## PASSAGE GIVEN
My
last post jumped the gun. In enthusiasm for snow & ice (a little of which
arrived, then went away, at the end of October) I did autumn an injustice. I
was even in danger of forgetting how special Highland autumn can be, so a few November
days by Loch Shieldaig was a crucial reminder of a season's glories. (A reminder helped along by reading David Borthwick's excellent piece on the arrival of Barnacle Geese in the current issue of Earthlines). The forest round Tilda’s House has
been transformed over the month since we were here last:
As
autumn progresses, the downy birch give off a mouldering air, while
every occupied steading pumps out birch-wood smoke. These combine (especially with a little fresh rain) to make the most autumnal aromas
imaginable. With 5th Nov falling in our stay, bonfires sprang up round the loch, sending sparks high into exceptionally black skies. Surveying
this landscape from any angle, sky, sea & foliage just shouted 'autumn':
The season’s
greatest attribute, however, is its birds & animals. The whole cast list of
the area had changed. There’d been no Whooper Swans in September…
…no
skeins of geese creaking their way across the sky…
…and
no Purple Sandpipers swelling out the ranks of waders…
Somehow,
autumn otters seem tamer too, willing to loll on their backs, paws in the air while they
gnaw on fish & feign ignorance of intruders…
This
was an exceptionally warm November week (balmier, in fact, than when we were
here in September), so autumn’s dramas went on without the usual frosty hardships.
Our
first day was spent reacquainting ourselves with the area. We kayaked a few
miles of loch, careful to explore each bay & islet. Little Grebes & Egrets hung around near the village...
...while an exceptionally successful otter
caught fish after fish in the lee of Shieldaig Island.
I think the phrase is 'toothy grin'...
I think the phrase is 'toothy grin'...
6
weeks from winter solstice, the whole day now feels crepuscular: broken cloud
& low sun made the loch at lunchtime feel like the day was over:
Every
day’s forecast was mixed, and most days'
forecasts were wrong. Or perhaps, more charitably, the conditions in Torridon, Shieldaig
& Applecross were phenomenally localised. So with no hint of what to
expect, I set off next day for a night on Beinn Eighe - no plan beyond getting onto the huge ridge & seeing what happened. The sky was full
of drama as I climbed, with cloud thickening, lowering & darkening all the time…
So
I stopped on the first ridge I reached (Stac Cire an Laoigh), wondering if that’s where I’d spend the night.
I sat & read one of Rebecca Solnit’s many wonderful books as the sun set & the cloud swirled…
…then,
in the dark, watched thin veils of fog skirt the ridges, each peak just occasionally
clearing. By
the time I finished A Book of Migrations, the plough was hanging huge & bright over
the nearest of Eighe’s many peaks (Spidean Coire nan Clach) while Venus peeked
out behind the western arm (Coinneach Mhor). The sky had cleared, so it was
time to take a nightwalk.
Nightwalking in clear weather is an extraordinary pleasure. Of all the websites giving gear
advice, many suggest prioritising spending on lightweight tents & sleeping
bags. Few note the equal (or greater?) benefit of a really good headtorch: one with
the power to open up winter nights to exploration. On an ideal walk, such
a torch might mostly be turned off, as eyes accustom to the darkness, but during
difficult manoeuvres (a few of those at night on Eighe!) or under cloudy skies there’s enormous value in the
security provided by an 80m beam.

## GIVEN MATERIAL

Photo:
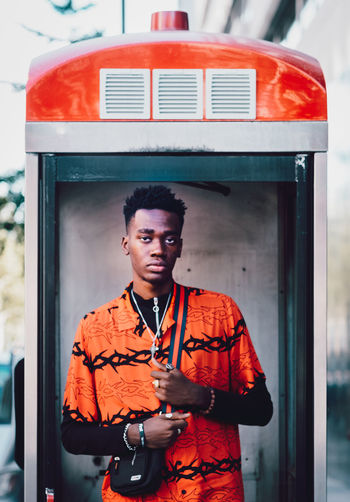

## WHAT YOU ARE ASKED TO DO
Answer these questions using the blog post about autumn at Loch Shieldaig.
1. Where did the otter catch fish after fish?
2. On which ridge did the writer stop during the climb of Beinn Eighe?
3. How long a beam does the post give for the headtorch?
The material above comes from a different source than the blog post.

## COMPLETED EXERCISE
1. In the lee of Shieldaig Island.
2. Stac Cire an Laoigh.
3. 80m.